目录

• 回顾
• 代码
• • 分析(代码块D)
  • 分析代码块(E)
  • 分析(代码块G)
• 总结

---

回顾

1. 期货因子分析(二)
2. 数据源

代码

import numpy as np
import pandas as pd
from factor_analyzer import FactorAnalyzer
import matplotlib.pyplot as plt

from typing import TYPE_CHECKING

df = pd.read_csv("bfi.csv")
# Dropping unnecessary columns
df.drop(['Unnamed: 0', 'gender', 'education', 'age'], axis=1, inplace=True)
# Dropping missing values rows
df.dropna(inplace=True)

if TYPE_CHECKING: # A
    print(df.head())

if TYPE_CHECKING: # B
    from factor_analyzer.factor_analyzer import calculate_bartlett_sphericity

    # Bartlett's test of sphericity 是用来检测观察到的变量之间是否关联, 如果检测结果在统计学上不显著, 就不能采用因子分析.
    chi_square_value, p_value = calculate_bartlett_sphericity(df)
    print(chi_square_value, p_value)  # 18170.966350869257 0.0
    # p-value=0, 表明观察到的相关矩阵不是一个identity matrix. 

if TYPE_CHECKING: # C
    from factor_analyzer.factor_analyzer import calculate_kmo

    kmo_all, kmo_model = calculate_kmo(df)
    print(kmo_model)  # 0.848539722194922
    # Value of KMO less than 0.6 is considered inadequate.(就是kmo值要大于0.6)
•••
• [给定指令 A]:
从“if TYPE_CHECKING: # A”开始，一直到“p-value=0, 表明观察到的相关矩阵不是一个identity matrix.”为止，原样输出上面所给文段中的这一部分。

[物体出现位置的数据集条目]
•••
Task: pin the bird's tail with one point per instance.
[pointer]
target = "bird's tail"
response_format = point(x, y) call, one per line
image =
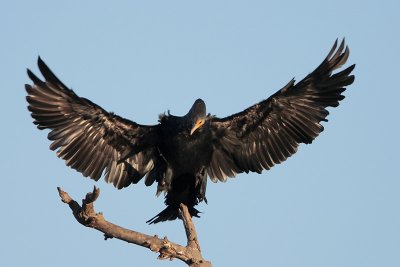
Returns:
point(171, 213)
•••
• [给定指令 B]:
改写上面全部条目，把其中的“bird's tail”一律换成“bird's head”，其余内容保持不变，答案中不要包含图片。

• [完整答案 A]:
if TYPE_CHECKING: # A
    print(df.head())

if TYPE_CHECKING: # B
    from factor_analyzer.factor_analyzer import calculate_bartlett_sphericity

    # Bartlett's test of sphericity 是用来检测观察到的变量之间是否关联, 如果检测结果在统计学上不显著, 就不能采用因子分析.
    chi_square_value, p_value = calculate_bartlett_sphericity(df)
    print(chi_square_value, p_value)  # 18170.966350869257 0.0
    # p-value=0, 表明观察到的相关矩阵不是一个identity matrix.

• [完整答案 B]:
Task: pin the bird's head with one point per instance.
[pointer]
target = "bird's head"
response_format = point(x, y) call, one per line
image =
Returns:
point(171, 213)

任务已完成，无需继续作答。